*WRITTEN EXERCISE*. Pictures stay out of your copy, but everything else in the records below must be repeated exactly.
***** INPUT *****
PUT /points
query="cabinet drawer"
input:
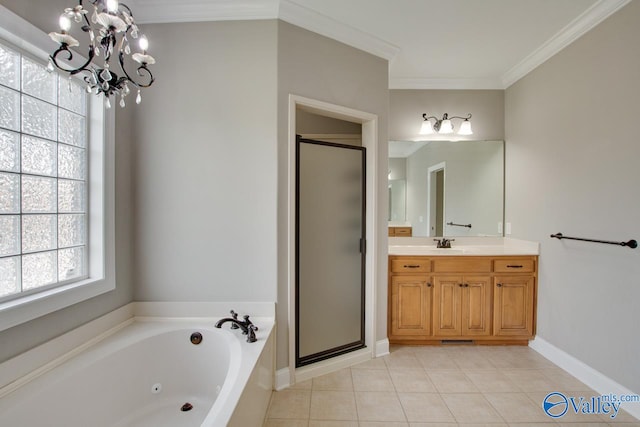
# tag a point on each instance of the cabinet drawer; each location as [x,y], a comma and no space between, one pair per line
[410,265]
[515,265]
[462,265]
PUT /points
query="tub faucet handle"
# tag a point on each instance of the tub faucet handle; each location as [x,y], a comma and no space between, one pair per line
[248,323]
[234,316]
[251,334]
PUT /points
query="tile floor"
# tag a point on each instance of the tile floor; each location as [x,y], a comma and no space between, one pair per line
[436,386]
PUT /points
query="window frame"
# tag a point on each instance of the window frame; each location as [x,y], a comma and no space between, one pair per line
[27,38]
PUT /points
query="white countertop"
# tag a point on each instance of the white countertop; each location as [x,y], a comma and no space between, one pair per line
[463,246]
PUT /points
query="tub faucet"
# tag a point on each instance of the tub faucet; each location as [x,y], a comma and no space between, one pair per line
[246,326]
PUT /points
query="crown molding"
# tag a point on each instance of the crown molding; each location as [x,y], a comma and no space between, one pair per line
*****
*THE RESPONSE*.
PUT /points
query="cabinet drawer"
input:
# tag a point on each instance of the cabinet drawer; each location as [x,y], a comma and no space between, one pair per line
[410,265]
[515,265]
[462,265]
PUT /points
query="tub faucet handle"
# tag a point on each instance of the tub faucet handle; each location as [x,y], a comma and no space between, one pair per line
[248,323]
[234,316]
[251,334]
PUT /points
query="tile floor"
# tag a point on each instance of the tile floor; each location as [x,y], a comma and no space between, one pair per line
[436,386]
PUT /points
query="window frame"
# tag a point on each instance of the window frame; each location as [x,y], a comma and no space between, one pair per line
[27,38]
PUT /points
query="white countertop"
# tag a point on each instance of the white countertop; each location as [x,y], a comma and no space between, one pair per line
[463,246]
PUT /points
query="tub faucet"
# tag a point on each instance of the tub faucet; each location as [x,y], a comma and no space between, one pair per line
[246,326]
PUT /points
query="crown molding"
# tag a point on each instance of the crown molding; each location as [x,y], a comma and no space between, one pair per line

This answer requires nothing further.